● Task input
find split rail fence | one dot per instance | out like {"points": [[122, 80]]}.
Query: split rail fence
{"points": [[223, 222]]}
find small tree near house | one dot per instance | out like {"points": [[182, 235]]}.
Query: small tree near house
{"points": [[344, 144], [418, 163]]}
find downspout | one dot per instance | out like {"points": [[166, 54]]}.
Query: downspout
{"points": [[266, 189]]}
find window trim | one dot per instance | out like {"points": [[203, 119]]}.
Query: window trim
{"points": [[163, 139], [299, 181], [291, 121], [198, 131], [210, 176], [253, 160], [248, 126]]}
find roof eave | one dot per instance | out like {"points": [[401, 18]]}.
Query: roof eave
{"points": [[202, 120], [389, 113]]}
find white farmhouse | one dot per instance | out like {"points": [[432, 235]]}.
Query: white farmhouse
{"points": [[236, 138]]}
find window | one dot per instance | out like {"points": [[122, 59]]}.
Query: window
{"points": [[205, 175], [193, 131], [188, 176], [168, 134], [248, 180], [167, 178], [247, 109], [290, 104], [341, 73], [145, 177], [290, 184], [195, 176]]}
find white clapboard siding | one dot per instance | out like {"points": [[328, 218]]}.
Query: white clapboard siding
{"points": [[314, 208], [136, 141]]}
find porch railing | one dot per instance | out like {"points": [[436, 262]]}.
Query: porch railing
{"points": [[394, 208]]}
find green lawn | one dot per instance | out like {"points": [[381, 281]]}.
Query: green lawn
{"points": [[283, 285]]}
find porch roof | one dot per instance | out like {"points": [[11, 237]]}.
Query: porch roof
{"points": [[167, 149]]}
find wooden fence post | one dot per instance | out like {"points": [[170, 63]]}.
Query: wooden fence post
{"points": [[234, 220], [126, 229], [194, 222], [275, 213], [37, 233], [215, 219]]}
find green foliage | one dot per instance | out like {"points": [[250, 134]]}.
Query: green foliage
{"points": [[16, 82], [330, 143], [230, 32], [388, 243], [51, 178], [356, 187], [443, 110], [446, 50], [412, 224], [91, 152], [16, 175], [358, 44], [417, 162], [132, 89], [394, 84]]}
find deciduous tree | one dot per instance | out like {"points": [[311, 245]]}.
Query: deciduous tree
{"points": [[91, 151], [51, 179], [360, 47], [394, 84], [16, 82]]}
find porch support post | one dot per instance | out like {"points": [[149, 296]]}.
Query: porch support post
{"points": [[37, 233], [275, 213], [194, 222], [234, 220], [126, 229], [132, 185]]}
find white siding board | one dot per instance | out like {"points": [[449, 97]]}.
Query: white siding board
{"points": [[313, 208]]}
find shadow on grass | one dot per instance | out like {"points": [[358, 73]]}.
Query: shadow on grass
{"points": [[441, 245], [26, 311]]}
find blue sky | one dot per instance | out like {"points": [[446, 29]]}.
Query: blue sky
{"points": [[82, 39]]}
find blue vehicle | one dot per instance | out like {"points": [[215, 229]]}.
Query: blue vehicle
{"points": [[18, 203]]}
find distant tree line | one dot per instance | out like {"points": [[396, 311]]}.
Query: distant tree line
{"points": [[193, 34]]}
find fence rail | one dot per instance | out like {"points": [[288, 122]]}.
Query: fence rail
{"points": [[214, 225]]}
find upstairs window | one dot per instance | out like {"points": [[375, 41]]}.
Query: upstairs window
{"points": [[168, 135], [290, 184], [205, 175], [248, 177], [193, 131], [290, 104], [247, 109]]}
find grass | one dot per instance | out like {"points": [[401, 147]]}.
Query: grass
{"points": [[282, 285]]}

● Task objective
Begin with the line holding "find distant tree" and end with the last line of the material. Write out those lines exactly, and only those.

● Output below
find distant tree line | one dot per instance | out like {"points": [[396, 311]]}.
Query: distant tree line
{"points": [[193, 34]]}
find fence rail | one dot per instance | out like {"points": [[288, 122]]}.
Query: fence rail
{"points": [[214, 225]]}
find upstairs window | one dot per instance | out like {"points": [[375, 41]]}.
Query: upstairs window
{"points": [[168, 135], [290, 184], [205, 175], [248, 177], [193, 131], [290, 104], [247, 109]]}
find grass | one dot per instance | out like {"points": [[401, 147]]}.
Query: grass
{"points": [[282, 285]]}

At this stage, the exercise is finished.